- Activity -
Search through the entries for the word "instance" and copy every line that has it.

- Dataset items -
++++++++++++++++++++

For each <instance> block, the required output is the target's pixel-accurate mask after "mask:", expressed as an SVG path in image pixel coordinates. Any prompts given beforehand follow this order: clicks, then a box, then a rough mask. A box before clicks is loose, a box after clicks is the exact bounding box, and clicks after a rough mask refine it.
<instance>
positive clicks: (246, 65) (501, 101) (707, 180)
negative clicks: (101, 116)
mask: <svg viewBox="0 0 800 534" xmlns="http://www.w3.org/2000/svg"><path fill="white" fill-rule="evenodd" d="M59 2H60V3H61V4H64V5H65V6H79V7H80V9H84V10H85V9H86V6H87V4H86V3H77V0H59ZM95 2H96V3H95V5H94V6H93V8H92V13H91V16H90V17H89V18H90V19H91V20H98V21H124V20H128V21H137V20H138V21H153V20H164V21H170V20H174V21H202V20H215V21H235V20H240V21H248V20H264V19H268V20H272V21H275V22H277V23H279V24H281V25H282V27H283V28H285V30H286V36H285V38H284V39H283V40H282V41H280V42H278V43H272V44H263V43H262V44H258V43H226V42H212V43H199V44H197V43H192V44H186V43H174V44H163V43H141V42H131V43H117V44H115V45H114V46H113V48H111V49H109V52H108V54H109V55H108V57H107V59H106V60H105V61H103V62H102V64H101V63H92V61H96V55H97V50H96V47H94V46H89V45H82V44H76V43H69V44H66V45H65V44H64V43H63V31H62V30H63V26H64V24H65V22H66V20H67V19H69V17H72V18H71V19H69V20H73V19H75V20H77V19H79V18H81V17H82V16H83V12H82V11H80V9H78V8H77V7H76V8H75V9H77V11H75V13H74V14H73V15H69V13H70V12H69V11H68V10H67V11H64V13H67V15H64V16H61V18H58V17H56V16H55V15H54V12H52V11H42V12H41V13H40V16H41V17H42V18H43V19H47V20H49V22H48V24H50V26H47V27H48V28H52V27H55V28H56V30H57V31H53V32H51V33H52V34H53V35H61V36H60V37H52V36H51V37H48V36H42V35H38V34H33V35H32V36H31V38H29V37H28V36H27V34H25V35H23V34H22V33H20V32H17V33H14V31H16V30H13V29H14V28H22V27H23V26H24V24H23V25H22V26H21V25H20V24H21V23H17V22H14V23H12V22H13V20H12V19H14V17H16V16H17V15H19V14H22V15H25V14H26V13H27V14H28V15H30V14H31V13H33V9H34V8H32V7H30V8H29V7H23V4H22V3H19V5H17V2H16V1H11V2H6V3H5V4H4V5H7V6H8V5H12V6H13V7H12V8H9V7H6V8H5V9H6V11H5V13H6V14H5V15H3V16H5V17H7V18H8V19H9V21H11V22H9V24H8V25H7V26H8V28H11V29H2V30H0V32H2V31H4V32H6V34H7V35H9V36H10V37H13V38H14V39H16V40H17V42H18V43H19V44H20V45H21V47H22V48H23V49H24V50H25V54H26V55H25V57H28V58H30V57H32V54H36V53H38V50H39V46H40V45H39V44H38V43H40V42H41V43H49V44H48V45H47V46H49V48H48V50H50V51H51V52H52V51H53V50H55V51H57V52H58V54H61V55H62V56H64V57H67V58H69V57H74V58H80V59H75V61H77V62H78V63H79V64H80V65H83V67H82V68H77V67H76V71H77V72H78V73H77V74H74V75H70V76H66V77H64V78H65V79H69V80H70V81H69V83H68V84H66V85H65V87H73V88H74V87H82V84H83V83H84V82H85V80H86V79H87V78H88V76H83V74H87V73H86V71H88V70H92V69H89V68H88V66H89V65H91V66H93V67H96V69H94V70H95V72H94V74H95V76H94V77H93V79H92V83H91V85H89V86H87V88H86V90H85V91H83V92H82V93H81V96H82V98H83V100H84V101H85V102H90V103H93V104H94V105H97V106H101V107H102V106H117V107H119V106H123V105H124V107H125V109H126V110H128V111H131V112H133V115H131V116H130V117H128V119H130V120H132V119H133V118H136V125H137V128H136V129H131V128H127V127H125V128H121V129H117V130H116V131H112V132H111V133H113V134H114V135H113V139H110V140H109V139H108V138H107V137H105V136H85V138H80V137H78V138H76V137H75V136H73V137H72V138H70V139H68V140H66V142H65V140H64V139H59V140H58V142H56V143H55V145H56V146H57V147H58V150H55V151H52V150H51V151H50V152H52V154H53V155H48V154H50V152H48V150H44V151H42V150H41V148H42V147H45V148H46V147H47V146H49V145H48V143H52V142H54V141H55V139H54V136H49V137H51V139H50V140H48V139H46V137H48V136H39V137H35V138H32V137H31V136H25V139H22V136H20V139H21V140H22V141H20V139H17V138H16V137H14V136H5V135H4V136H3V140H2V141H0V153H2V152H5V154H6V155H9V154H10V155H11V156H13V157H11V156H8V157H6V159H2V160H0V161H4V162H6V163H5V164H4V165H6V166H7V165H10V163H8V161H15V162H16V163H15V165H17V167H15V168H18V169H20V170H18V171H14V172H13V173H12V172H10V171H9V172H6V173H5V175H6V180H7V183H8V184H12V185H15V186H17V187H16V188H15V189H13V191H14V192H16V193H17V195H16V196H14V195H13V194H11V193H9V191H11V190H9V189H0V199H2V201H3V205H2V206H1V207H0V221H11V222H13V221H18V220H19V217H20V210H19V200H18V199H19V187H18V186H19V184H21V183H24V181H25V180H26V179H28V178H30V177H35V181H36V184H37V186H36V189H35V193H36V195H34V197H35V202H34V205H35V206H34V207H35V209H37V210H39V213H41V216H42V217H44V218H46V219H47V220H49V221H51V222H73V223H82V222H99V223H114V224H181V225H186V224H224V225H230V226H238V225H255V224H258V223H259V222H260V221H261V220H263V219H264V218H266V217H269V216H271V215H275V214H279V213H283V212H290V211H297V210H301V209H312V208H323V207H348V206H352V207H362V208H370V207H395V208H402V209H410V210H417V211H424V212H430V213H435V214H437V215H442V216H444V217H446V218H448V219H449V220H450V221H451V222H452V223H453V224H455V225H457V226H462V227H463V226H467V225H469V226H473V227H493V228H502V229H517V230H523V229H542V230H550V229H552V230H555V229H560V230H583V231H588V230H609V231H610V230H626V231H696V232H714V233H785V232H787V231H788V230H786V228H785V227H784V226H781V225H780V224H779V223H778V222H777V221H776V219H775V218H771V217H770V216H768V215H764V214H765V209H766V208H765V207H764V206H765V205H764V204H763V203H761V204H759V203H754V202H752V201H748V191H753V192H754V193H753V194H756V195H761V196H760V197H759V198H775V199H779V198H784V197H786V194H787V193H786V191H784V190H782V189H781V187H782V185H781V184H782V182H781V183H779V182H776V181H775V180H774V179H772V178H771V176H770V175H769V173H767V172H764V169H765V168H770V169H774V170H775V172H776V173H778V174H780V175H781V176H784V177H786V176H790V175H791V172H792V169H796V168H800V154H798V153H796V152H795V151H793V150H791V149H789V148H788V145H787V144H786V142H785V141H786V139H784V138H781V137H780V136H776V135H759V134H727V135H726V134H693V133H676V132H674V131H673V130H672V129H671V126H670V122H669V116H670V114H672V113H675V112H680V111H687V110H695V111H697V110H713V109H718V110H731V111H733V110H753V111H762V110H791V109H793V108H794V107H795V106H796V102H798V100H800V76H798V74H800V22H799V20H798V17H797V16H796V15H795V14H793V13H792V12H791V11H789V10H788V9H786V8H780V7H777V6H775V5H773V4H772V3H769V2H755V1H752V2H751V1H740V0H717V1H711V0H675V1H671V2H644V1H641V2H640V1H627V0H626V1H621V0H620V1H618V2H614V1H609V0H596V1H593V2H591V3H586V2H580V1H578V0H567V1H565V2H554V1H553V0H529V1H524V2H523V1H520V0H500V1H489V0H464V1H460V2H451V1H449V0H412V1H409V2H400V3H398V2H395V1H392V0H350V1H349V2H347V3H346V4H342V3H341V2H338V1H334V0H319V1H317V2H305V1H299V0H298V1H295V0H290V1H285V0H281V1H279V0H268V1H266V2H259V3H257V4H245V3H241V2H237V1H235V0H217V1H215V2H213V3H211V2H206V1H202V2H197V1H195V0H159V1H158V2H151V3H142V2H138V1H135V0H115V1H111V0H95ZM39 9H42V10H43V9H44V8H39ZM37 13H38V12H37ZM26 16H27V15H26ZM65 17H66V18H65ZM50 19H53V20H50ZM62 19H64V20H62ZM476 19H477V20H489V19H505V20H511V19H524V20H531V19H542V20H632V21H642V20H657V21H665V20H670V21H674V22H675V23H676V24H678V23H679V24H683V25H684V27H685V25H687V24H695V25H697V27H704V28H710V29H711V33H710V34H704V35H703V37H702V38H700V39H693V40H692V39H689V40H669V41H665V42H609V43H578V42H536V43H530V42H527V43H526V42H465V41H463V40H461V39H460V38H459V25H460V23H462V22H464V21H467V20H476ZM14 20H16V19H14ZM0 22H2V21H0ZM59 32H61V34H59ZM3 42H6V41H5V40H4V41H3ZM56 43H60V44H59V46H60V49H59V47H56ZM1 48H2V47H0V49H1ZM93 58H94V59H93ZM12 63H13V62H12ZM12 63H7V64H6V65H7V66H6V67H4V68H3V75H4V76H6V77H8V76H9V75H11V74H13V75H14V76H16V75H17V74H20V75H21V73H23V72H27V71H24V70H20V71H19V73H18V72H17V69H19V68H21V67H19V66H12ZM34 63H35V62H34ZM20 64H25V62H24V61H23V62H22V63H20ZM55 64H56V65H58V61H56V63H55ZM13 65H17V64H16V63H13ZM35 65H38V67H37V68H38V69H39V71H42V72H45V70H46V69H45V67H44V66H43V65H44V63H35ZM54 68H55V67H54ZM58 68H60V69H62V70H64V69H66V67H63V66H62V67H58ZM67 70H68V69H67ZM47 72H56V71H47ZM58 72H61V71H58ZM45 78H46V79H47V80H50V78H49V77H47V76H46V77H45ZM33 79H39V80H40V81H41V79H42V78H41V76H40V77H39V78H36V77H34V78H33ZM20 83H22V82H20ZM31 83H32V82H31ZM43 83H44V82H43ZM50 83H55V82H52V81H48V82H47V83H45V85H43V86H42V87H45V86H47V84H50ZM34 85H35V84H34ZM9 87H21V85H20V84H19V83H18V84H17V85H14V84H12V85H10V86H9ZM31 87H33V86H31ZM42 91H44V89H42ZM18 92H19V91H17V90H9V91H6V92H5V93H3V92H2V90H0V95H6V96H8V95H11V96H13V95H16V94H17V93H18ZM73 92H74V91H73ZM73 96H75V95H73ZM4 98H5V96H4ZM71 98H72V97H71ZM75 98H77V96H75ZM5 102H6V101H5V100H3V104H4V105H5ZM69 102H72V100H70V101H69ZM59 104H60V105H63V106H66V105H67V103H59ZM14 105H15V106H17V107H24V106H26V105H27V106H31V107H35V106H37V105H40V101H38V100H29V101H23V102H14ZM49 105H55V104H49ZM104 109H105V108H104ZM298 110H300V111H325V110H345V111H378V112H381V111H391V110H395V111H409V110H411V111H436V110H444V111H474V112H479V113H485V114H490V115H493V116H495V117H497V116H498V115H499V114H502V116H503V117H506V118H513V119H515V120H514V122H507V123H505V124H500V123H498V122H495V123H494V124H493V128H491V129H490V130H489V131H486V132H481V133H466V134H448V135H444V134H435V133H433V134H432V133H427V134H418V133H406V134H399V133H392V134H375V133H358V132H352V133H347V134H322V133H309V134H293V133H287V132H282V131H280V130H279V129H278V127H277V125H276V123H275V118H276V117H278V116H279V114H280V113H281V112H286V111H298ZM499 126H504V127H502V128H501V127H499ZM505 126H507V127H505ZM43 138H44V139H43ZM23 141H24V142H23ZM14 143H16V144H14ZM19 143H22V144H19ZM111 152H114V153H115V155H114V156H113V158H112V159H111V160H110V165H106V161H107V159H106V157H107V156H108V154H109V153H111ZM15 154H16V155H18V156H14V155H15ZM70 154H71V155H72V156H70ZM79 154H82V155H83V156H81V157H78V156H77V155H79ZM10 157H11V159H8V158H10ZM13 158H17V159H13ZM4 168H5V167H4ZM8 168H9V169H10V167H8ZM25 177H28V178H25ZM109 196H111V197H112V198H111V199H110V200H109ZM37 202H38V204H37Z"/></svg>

++++++++++++++++++++

- Solved exercise -
For each <instance> block, the required output is the target's pixel-accurate mask after "mask:", expressed as an SVG path in image pixel coordinates. Any prompts given beforehand follow this order: clicks, then a box, then a rough mask. A box before clicks is loose, a box after clicks is the exact bounding box, and clicks after a rough mask refine it.
<instance>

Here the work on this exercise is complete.